I have user data login logs from Active directory data that lists when a user was logged in to a server. I am looking to find a deviation in the normal behavior of the user. For example if a user is usually active from say 9am to 5pm, if there is some activity outside this, it should be detected. I am unsure if the min(first logon) and the max(last logon) should be considered. Any input will be appreciated.
As always, start by looking at the data. Pick a user, and look at their typical login times. Maybe plot a histogram to show the distribution of time of day of their login. Pick another user, and look at them. Pick a few more. Do you see any patterns? Do they have a common shape? Do users fall into a few clusters? Try to understand the data well.
Then, once you have a feeling for what normal behavior tends to look like, and how it varies from user to user, you can start to think about how to build a model that captures this random behavior and helps you distinguish normal vs abnormal behavior (perhaps by some kind of anomaly detection).

[Information supplied]:
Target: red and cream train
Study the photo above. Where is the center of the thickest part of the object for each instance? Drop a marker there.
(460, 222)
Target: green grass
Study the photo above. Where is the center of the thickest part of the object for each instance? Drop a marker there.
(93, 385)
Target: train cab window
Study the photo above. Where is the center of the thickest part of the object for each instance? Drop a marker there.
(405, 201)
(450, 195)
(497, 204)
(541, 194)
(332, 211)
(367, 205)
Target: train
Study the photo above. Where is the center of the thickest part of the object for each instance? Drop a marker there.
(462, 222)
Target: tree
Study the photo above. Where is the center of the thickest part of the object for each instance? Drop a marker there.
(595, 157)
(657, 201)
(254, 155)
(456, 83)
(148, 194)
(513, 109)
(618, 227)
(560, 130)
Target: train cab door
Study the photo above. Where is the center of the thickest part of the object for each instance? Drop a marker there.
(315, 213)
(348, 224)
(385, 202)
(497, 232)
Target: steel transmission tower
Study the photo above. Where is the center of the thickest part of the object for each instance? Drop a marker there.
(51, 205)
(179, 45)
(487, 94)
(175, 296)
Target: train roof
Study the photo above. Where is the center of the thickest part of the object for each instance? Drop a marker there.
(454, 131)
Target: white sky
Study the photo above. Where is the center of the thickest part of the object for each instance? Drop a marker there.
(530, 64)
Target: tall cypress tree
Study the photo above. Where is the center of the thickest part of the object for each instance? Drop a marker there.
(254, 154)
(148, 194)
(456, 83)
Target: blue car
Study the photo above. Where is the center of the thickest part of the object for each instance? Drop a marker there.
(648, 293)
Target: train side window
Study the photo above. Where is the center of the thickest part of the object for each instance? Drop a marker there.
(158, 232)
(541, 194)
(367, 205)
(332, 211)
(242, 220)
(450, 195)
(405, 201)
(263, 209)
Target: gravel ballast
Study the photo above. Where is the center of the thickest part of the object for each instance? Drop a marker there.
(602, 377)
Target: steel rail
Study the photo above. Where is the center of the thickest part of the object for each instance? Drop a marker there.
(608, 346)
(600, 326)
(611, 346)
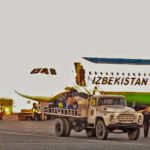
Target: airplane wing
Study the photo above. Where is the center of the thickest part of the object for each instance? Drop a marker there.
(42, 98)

[What to work on]: Transcribe the stretch of the text on users' login times from "As always, start" through "of anomaly detection).".

[Full solution]:
As always, start by looking at the data. Pick a user, and look at their typical login times. Maybe plot a histogram to show the distribution of time of day of their login. Pick another user, and look at them. Pick a few more. Do you see any patterns? Do they have a common shape? Do users fall into a few clusters? Try to understand the data well.
Then, once you have a feeling for what normal behavior tends to look like, and how it varies from user to user, you can start to think about how to build a model that captures this random behavior and helps you distinguish normal vs abnormal behavior (perhaps by some kind of anomaly detection).